[Dataset rows]
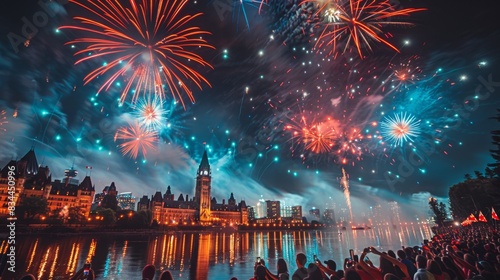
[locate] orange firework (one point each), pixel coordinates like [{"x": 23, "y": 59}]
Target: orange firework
[
  {"x": 147, "y": 42},
  {"x": 318, "y": 138},
  {"x": 361, "y": 21},
  {"x": 136, "y": 138}
]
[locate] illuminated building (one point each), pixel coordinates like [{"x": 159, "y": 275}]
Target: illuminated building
[
  {"x": 200, "y": 209},
  {"x": 126, "y": 201},
  {"x": 329, "y": 216},
  {"x": 261, "y": 209},
  {"x": 297, "y": 213},
  {"x": 35, "y": 181},
  {"x": 273, "y": 209},
  {"x": 251, "y": 213},
  {"x": 315, "y": 213},
  {"x": 286, "y": 211}
]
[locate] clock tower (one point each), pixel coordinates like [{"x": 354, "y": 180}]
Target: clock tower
[{"x": 202, "y": 191}]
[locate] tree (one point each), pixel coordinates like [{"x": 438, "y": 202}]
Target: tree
[
  {"x": 439, "y": 210},
  {"x": 34, "y": 206},
  {"x": 473, "y": 196},
  {"x": 489, "y": 172},
  {"x": 495, "y": 152}
]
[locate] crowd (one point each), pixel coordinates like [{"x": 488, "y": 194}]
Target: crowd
[{"x": 456, "y": 254}]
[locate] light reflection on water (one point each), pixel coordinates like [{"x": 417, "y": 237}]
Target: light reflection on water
[{"x": 203, "y": 255}]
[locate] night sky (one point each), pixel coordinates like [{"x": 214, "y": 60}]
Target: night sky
[{"x": 260, "y": 91}]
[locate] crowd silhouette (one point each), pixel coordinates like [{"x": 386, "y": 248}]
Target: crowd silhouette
[{"x": 471, "y": 253}]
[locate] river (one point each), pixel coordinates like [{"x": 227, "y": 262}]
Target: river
[{"x": 204, "y": 255}]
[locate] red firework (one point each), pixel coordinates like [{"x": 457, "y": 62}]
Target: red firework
[
  {"x": 318, "y": 138},
  {"x": 147, "y": 42},
  {"x": 361, "y": 21},
  {"x": 136, "y": 138}
]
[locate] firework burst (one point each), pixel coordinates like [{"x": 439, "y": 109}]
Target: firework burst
[
  {"x": 242, "y": 3},
  {"x": 317, "y": 137},
  {"x": 147, "y": 42},
  {"x": 136, "y": 139},
  {"x": 400, "y": 129},
  {"x": 360, "y": 21},
  {"x": 150, "y": 113}
]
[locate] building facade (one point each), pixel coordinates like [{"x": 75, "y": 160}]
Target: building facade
[
  {"x": 201, "y": 209},
  {"x": 32, "y": 180}
]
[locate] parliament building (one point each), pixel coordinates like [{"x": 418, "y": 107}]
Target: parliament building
[
  {"x": 32, "y": 180},
  {"x": 201, "y": 209}
]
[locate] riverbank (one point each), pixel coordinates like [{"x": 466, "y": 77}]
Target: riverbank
[{"x": 75, "y": 230}]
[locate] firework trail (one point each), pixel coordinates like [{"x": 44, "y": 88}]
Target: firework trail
[
  {"x": 3, "y": 121},
  {"x": 147, "y": 42},
  {"x": 344, "y": 183},
  {"x": 150, "y": 113},
  {"x": 292, "y": 21},
  {"x": 400, "y": 129},
  {"x": 252, "y": 3},
  {"x": 136, "y": 139},
  {"x": 316, "y": 137},
  {"x": 361, "y": 21}
]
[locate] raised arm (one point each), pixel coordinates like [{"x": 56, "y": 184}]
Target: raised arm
[
  {"x": 374, "y": 273},
  {"x": 395, "y": 262},
  {"x": 325, "y": 269}
]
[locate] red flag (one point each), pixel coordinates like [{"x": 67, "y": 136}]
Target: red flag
[
  {"x": 482, "y": 218},
  {"x": 494, "y": 215},
  {"x": 472, "y": 218}
]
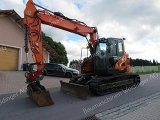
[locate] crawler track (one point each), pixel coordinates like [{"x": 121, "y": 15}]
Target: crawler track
[{"x": 102, "y": 85}]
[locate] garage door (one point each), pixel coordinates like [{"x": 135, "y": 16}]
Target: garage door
[{"x": 8, "y": 58}]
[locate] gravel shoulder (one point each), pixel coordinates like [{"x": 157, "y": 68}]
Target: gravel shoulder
[{"x": 13, "y": 81}]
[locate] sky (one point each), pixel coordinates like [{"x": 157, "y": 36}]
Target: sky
[{"x": 136, "y": 20}]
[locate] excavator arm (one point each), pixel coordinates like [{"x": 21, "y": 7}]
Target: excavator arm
[{"x": 33, "y": 19}]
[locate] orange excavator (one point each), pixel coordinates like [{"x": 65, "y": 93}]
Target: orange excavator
[{"x": 105, "y": 70}]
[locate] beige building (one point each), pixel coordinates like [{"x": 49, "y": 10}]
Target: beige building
[{"x": 12, "y": 54}]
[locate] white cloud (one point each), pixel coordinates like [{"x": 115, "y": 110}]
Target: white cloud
[{"x": 137, "y": 20}]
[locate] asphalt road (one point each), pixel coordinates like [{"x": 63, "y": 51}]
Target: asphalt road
[{"x": 69, "y": 107}]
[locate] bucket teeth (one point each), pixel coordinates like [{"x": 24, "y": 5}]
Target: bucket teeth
[
  {"x": 80, "y": 91},
  {"x": 42, "y": 98}
]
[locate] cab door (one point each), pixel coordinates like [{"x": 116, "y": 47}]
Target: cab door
[{"x": 100, "y": 58}]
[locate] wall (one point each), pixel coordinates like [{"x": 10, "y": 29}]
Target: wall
[{"x": 12, "y": 35}]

- Exercise description: Copy all the data exactly as written, but skip any picture.

- Exercise response:
[locate] orange firework (one point each), pixel coordinates like [{"x": 23, "y": 59}]
Target: orange firework
[
  {"x": 147, "y": 42},
  {"x": 318, "y": 138},
  {"x": 361, "y": 21},
  {"x": 136, "y": 138}
]
[locate] illuminated building (one point each), pixel coordinates like [{"x": 159, "y": 275}]
Target: illuminated building
[
  {"x": 200, "y": 209},
  {"x": 126, "y": 201},
  {"x": 329, "y": 216},
  {"x": 261, "y": 209},
  {"x": 297, "y": 213},
  {"x": 35, "y": 181},
  {"x": 273, "y": 209},
  {"x": 251, "y": 213},
  {"x": 315, "y": 213},
  {"x": 286, "y": 211}
]
[locate] clock tower (one point each), pixel coordinates like [{"x": 354, "y": 180}]
Target: clock tower
[{"x": 202, "y": 191}]
[locate] tree (one point each), pixel coordinates like [{"x": 438, "y": 202}]
Target: tree
[
  {"x": 439, "y": 210},
  {"x": 34, "y": 206},
  {"x": 473, "y": 196},
  {"x": 489, "y": 172},
  {"x": 495, "y": 152}
]
[locate] crowd (one point each), pixel coordinates like [{"x": 488, "y": 194}]
Target: crowd
[{"x": 456, "y": 254}]
[locate] light reflection on water (one point each), pixel coordinates like [{"x": 417, "y": 237}]
Target: light reflection on water
[{"x": 203, "y": 255}]
[locate] night sky (one point each), pixel coordinates like [{"x": 214, "y": 60}]
Target: night sky
[{"x": 260, "y": 91}]
[locate] crowd silhouette (one point each), pixel coordinates like [{"x": 386, "y": 248}]
Target: crowd silhouette
[{"x": 471, "y": 253}]
[locate] river (one point each), pixel coordinates like [{"x": 227, "y": 262}]
Target: river
[{"x": 204, "y": 255}]
[locate] red firework (one point each), pixel coordinates like [{"x": 457, "y": 62}]
Target: red firework
[
  {"x": 318, "y": 138},
  {"x": 147, "y": 42},
  {"x": 361, "y": 21},
  {"x": 136, "y": 138}
]
[locate] firework burst (one point each), pixel coordinates like [{"x": 439, "y": 109}]
Target: firework burst
[
  {"x": 242, "y": 3},
  {"x": 317, "y": 137},
  {"x": 147, "y": 42},
  {"x": 136, "y": 139},
  {"x": 400, "y": 129},
  {"x": 360, "y": 21},
  {"x": 150, "y": 113}
]
[locate] building facade (one point each), pixel coordinates like [{"x": 75, "y": 160}]
Target: building facade
[
  {"x": 201, "y": 209},
  {"x": 32, "y": 180}
]
[locate] parliament building (one point each), pixel coordinates like [{"x": 418, "y": 107}]
Target: parliament building
[
  {"x": 32, "y": 180},
  {"x": 201, "y": 209}
]
[locate] riverbank (one point each), pixel coordinates like [{"x": 466, "y": 77}]
Target: riverbank
[{"x": 75, "y": 230}]
[locate] firework trail (one point each), pixel coordinates like [{"x": 44, "y": 88}]
Target: firework trail
[
  {"x": 3, "y": 121},
  {"x": 147, "y": 42},
  {"x": 344, "y": 183},
  {"x": 150, "y": 113},
  {"x": 292, "y": 21},
  {"x": 400, "y": 129},
  {"x": 252, "y": 3},
  {"x": 136, "y": 139},
  {"x": 316, "y": 137},
  {"x": 361, "y": 21}
]
[locate] raised arm (one point each), pixel coordinates like [{"x": 56, "y": 184}]
Target: raised arm
[
  {"x": 374, "y": 273},
  {"x": 395, "y": 262},
  {"x": 325, "y": 269}
]
[locate] red flag (one point each), pixel coordinates like [{"x": 67, "y": 136}]
Target: red flag
[
  {"x": 482, "y": 218},
  {"x": 494, "y": 215},
  {"x": 472, "y": 218}
]
[locate] crawler track (one point each), pixel coordinates like [{"x": 121, "y": 15}]
Target: crawler track
[{"x": 102, "y": 85}]
[locate] garage door (one point each), pixel coordinates like [{"x": 135, "y": 16}]
Target: garage door
[{"x": 8, "y": 58}]
[locate] gravel shoulder (one point each), pixel coordinates like [{"x": 157, "y": 68}]
Target: gravel shoulder
[{"x": 13, "y": 81}]
[locate] sky (one point each), pixel coordinates like [{"x": 157, "y": 36}]
Target: sky
[{"x": 136, "y": 20}]
[locate] excavator arm (one point each), pixel coordinates like [{"x": 21, "y": 7}]
Target: excavator arm
[{"x": 33, "y": 19}]
[locate] orange excavator (one point each), pixel coordinates like [{"x": 65, "y": 93}]
Target: orange excavator
[{"x": 105, "y": 70}]
[locate] beige building (one point each), pixel coordinates like [{"x": 49, "y": 10}]
Target: beige building
[{"x": 12, "y": 54}]
[locate] white cloud (one point each), pixel coordinates like [{"x": 115, "y": 110}]
Target: white cloud
[{"x": 137, "y": 20}]
[locate] asphalt road (one point each), pixel coordinates like [{"x": 63, "y": 51}]
Target: asphalt road
[{"x": 69, "y": 107}]
[locate] bucket teeth (one point each), pixel coordinates like [{"x": 24, "y": 5}]
Target: bucket teeth
[
  {"x": 80, "y": 91},
  {"x": 42, "y": 98}
]
[locate] cab door (one point each), pixel coordinates like [{"x": 116, "y": 47}]
Target: cab door
[{"x": 100, "y": 58}]
[locate] wall (one point each), pixel coordinates like [{"x": 10, "y": 29}]
Target: wall
[{"x": 12, "y": 35}]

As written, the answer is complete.